*** DATA ***

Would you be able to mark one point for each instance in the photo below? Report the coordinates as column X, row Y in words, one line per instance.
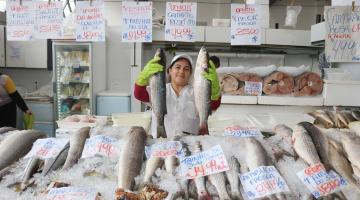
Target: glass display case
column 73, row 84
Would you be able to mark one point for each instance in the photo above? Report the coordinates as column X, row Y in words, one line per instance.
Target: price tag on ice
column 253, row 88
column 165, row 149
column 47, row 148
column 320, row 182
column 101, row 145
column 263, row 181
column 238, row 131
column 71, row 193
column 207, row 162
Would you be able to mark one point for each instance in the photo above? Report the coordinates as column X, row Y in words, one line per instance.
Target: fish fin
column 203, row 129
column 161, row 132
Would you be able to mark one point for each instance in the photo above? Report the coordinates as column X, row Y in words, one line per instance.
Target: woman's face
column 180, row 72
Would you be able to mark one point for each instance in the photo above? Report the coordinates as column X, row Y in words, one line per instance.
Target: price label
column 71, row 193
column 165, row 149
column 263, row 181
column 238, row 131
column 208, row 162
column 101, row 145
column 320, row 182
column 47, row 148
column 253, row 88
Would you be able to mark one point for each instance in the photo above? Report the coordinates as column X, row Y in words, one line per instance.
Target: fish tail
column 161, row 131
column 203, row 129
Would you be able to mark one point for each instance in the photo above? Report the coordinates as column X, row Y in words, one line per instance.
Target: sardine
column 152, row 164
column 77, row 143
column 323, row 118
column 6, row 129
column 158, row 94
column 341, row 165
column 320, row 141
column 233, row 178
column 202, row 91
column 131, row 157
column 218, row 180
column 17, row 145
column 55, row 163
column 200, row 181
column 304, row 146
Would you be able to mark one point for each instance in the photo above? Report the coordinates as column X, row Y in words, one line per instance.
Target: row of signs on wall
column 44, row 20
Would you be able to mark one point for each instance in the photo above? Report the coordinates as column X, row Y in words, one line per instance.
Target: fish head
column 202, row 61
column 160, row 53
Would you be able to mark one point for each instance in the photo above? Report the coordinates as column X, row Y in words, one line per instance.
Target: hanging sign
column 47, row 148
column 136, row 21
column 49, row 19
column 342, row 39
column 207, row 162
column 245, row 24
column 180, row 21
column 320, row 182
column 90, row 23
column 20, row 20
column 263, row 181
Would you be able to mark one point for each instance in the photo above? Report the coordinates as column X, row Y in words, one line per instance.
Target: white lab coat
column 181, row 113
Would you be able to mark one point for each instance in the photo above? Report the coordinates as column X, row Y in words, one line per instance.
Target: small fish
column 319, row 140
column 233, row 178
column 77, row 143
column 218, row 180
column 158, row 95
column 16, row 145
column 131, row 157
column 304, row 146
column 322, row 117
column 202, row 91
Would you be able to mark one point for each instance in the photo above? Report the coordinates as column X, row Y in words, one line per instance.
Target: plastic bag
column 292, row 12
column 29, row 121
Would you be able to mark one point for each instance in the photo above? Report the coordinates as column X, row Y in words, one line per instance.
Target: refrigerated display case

***

## EXERCISE DIRECTIONS
Would you return the data exactly as written, without the pictures?

## ANSWER TO THIS TASK
Would you be able to mark one point for each instance in the photo below? Report the coordinates as column X, row Y in words, one line per instance.
Target: glass display case
column 73, row 84
Would you be able to mark one point for each instance in the photo above? Report the coordinates as column X, row Y in words, one line per instance.
Target: price tag on ice
column 253, row 88
column 165, row 149
column 47, row 148
column 320, row 182
column 101, row 145
column 263, row 181
column 238, row 131
column 71, row 193
column 207, row 162
Would you be able to mark one point for each instance in the photo above? Report the coordinates as column X, row Y in words, one line per instance.
Target: fish fin
column 203, row 129
column 161, row 132
Would you be able to mark one point for each instance in the photo above? Report the coordinates as column X, row Y in words, one line per instance.
Target: woman's face
column 180, row 72
Would you be able to mark one point for each instance in the photo above? Report the coordinates as column X, row Y in words, one line per instance.
Target: price label
column 71, row 193
column 165, row 149
column 263, row 181
column 238, row 131
column 208, row 162
column 101, row 145
column 320, row 182
column 47, row 148
column 253, row 88
Would you be able to mark one point for each instance in the photo above? Report the coordinates as column X, row Y in words, one line per instance.
Target: fish tail
column 161, row 131
column 203, row 129
Would you be able to mark one point for each instance in the photo above? Report the coordinates as column X, row Y in words, one line per instance.
Target: sardine
column 152, row 164
column 77, row 143
column 323, row 118
column 6, row 129
column 158, row 94
column 341, row 165
column 320, row 141
column 233, row 178
column 202, row 91
column 131, row 157
column 218, row 180
column 17, row 145
column 55, row 163
column 200, row 181
column 304, row 146
Would you be able to mark one point for each instance in the photo above? Report the coordinates as column X, row Y in words, one line per instance.
Target: row of signs on wall
column 44, row 20
Would you be able to mark one point for each instance in the photo above? Report the coordinates as column X, row Y in words, one line per instance.
Target: fish head
column 202, row 61
column 160, row 53
Would you be able to mark one point for each instance in the photo above? Report the coordinates as column X, row Y in words, one line per instance.
Target: hanging sign
column 47, row 148
column 136, row 21
column 49, row 19
column 342, row 39
column 207, row 162
column 245, row 24
column 180, row 21
column 320, row 182
column 90, row 23
column 20, row 20
column 263, row 181
Would you be able to mark one point for each instance in the photo above? Report the coordinates as column X, row Y in words, one line per instance.
Target: white lab coat
column 181, row 113
Would you be able to mark one point for each instance in the photo above? Report the coordinates as column X, row Y in words, one line per instance.
Target: small fish
column 319, row 140
column 233, row 178
column 77, row 143
column 218, row 180
column 158, row 95
column 16, row 145
column 131, row 157
column 304, row 146
column 322, row 117
column 202, row 91
Would you be able to mark one point for each instance in the photo above? Report the coordinates as column X, row Y in words, one line per instance.
Target: plastic bag
column 292, row 12
column 29, row 121
Would you be able to mark one point for each instance in the photo above? Report the coordinates as column X, row Y in words, one line per instance.
Target: refrigerated display case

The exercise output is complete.